[Your instructions]
Below is a set of records, and all of them should be retyped exactly, minus the pictures.

Stored data entries
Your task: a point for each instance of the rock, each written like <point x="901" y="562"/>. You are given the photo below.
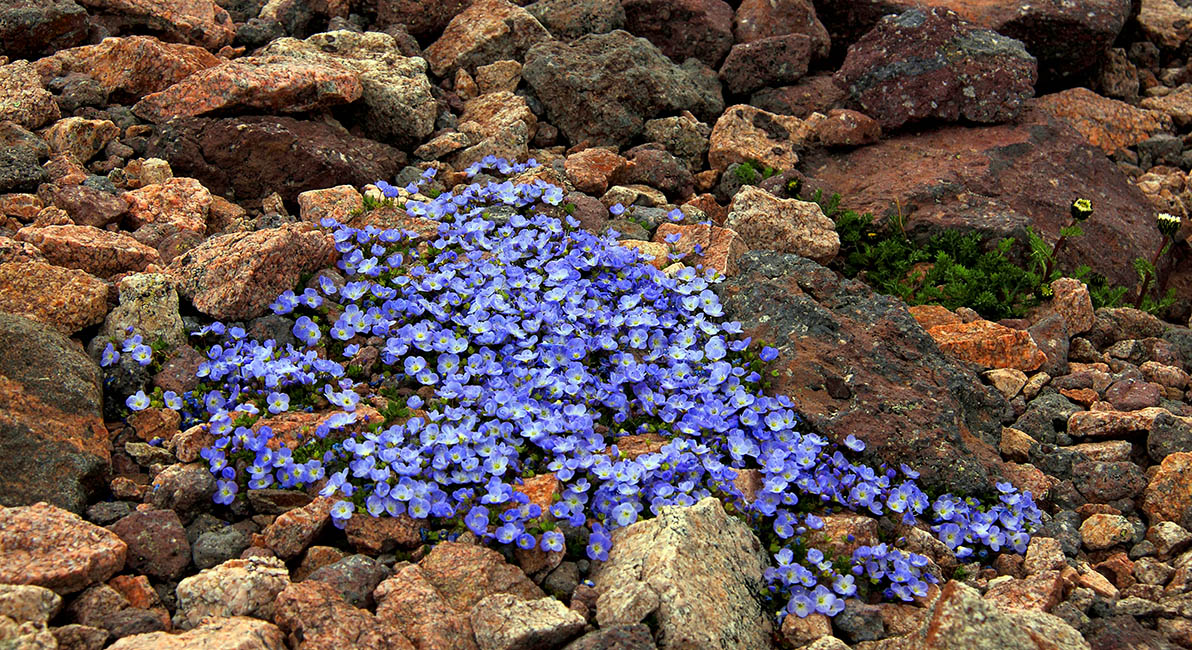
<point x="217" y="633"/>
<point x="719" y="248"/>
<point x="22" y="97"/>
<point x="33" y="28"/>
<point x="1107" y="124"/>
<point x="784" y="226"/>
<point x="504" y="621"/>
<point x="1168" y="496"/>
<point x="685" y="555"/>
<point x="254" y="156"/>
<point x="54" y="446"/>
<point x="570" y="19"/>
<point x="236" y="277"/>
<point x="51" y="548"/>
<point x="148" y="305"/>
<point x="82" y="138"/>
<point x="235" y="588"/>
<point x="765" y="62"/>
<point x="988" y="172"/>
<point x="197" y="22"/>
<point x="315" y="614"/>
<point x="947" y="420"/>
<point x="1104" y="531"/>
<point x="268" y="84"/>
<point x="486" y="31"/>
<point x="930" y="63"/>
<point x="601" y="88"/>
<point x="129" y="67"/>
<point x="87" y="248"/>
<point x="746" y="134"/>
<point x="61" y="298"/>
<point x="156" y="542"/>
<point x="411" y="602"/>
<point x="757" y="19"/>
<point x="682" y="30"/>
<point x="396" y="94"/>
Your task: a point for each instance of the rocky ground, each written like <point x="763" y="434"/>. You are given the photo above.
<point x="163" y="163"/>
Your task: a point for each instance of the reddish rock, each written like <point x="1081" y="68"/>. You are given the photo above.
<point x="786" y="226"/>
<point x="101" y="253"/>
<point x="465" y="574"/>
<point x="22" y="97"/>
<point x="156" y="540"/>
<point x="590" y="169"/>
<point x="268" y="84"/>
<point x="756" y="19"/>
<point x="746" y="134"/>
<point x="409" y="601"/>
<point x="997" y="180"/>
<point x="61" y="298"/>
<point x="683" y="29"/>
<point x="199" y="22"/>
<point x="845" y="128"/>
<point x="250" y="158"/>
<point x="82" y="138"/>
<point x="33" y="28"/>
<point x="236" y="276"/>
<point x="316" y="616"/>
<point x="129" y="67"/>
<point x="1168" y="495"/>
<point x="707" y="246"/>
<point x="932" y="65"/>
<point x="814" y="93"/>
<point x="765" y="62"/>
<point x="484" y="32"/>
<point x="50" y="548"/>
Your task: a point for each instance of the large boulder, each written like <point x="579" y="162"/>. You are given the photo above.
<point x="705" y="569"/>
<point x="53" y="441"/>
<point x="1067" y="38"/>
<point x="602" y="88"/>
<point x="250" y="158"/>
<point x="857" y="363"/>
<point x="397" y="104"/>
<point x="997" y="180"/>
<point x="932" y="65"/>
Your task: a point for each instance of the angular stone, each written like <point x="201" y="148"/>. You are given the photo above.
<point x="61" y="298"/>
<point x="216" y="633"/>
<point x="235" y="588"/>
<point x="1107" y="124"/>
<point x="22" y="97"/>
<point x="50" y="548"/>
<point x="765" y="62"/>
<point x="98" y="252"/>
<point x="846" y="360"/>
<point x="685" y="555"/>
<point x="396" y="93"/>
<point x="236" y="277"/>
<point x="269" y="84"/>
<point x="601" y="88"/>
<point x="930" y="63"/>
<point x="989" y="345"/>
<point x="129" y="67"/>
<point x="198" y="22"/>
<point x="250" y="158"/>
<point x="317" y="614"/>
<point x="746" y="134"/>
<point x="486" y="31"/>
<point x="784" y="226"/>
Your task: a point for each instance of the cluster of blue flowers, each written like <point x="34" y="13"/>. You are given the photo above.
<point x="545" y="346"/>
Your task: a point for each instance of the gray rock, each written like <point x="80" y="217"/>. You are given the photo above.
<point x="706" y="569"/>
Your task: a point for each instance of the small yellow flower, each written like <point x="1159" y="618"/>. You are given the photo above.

[Exercise answer]
Your task: a point for each instance of the rock, each written like <point x="901" y="562"/>. You are given the photo below.
<point x="217" y="633"/>
<point x="719" y="248"/>
<point x="22" y="97"/>
<point x="33" y="28"/>
<point x="1107" y="124"/>
<point x="784" y="226"/>
<point x="504" y="621"/>
<point x="1168" y="496"/>
<point x="685" y="555"/>
<point x="254" y="156"/>
<point x="54" y="446"/>
<point x="570" y="19"/>
<point x="236" y="277"/>
<point x="51" y="548"/>
<point x="148" y="305"/>
<point x="82" y="138"/>
<point x="235" y="588"/>
<point x="765" y="62"/>
<point x="988" y="172"/>
<point x="197" y="22"/>
<point x="315" y="614"/>
<point x="947" y="420"/>
<point x="1104" y="531"/>
<point x="268" y="84"/>
<point x="486" y="31"/>
<point x="930" y="63"/>
<point x="601" y="88"/>
<point x="129" y="67"/>
<point x="87" y="248"/>
<point x="746" y="134"/>
<point x="61" y="298"/>
<point x="156" y="542"/>
<point x="411" y="602"/>
<point x="757" y="19"/>
<point x="682" y="30"/>
<point x="396" y="94"/>
Your task: a point for each instance of the rocky ground, each written like <point x="763" y="434"/>. You are given the photo above.
<point x="163" y="163"/>
Your task: a point for each instance of the reddish rock, each written like <point x="1081" y="68"/>. You are given the photo above.
<point x="786" y="226"/>
<point x="101" y="253"/>
<point x="465" y="574"/>
<point x="22" y="97"/>
<point x="156" y="540"/>
<point x="590" y="169"/>
<point x="268" y="84"/>
<point x="756" y="19"/>
<point x="746" y="134"/>
<point x="409" y="601"/>
<point x="997" y="180"/>
<point x="61" y="298"/>
<point x="683" y="29"/>
<point x="199" y="22"/>
<point x="845" y="128"/>
<point x="250" y="158"/>
<point x="82" y="138"/>
<point x="33" y="28"/>
<point x="236" y="276"/>
<point x="316" y="616"/>
<point x="129" y="67"/>
<point x="1168" y="495"/>
<point x="707" y="246"/>
<point x="932" y="65"/>
<point x="814" y="93"/>
<point x="765" y="62"/>
<point x="484" y="32"/>
<point x="50" y="548"/>
Your task: a point for each instance of the large boulder, each written like <point x="579" y="162"/>. You are given the photo above.
<point x="705" y="569"/>
<point x="53" y="441"/>
<point x="1067" y="38"/>
<point x="602" y="88"/>
<point x="250" y="158"/>
<point x="857" y="363"/>
<point x="397" y="104"/>
<point x="997" y="180"/>
<point x="932" y="65"/>
Your task: a point for each instance of the angular stone, each written like <point x="201" y="148"/>. You are given the photo above.
<point x="61" y="298"/>
<point x="216" y="633"/>
<point x="235" y="588"/>
<point x="1107" y="124"/>
<point x="22" y="97"/>
<point x="50" y="548"/>
<point x="765" y="62"/>
<point x="98" y="252"/>
<point x="846" y="360"/>
<point x="685" y="555"/>
<point x="396" y="93"/>
<point x="236" y="277"/>
<point x="269" y="84"/>
<point x="601" y="88"/>
<point x="930" y="63"/>
<point x="989" y="345"/>
<point x="129" y="67"/>
<point x="198" y="22"/>
<point x="250" y="158"/>
<point x="317" y="614"/>
<point x="746" y="134"/>
<point x="486" y="31"/>
<point x="784" y="226"/>
Your task: a point for each instance of the cluster of blue flowers, each written like <point x="34" y="13"/>. You are given the photo above.
<point x="545" y="346"/>
Your task: a point for each instance of the gray rock, each written like <point x="80" y="217"/>. You are given the photo above.
<point x="706" y="569"/>
Your task: a point for each instance of the small yellow flower, each written like <point x="1159" y="618"/>. You are given the photo above.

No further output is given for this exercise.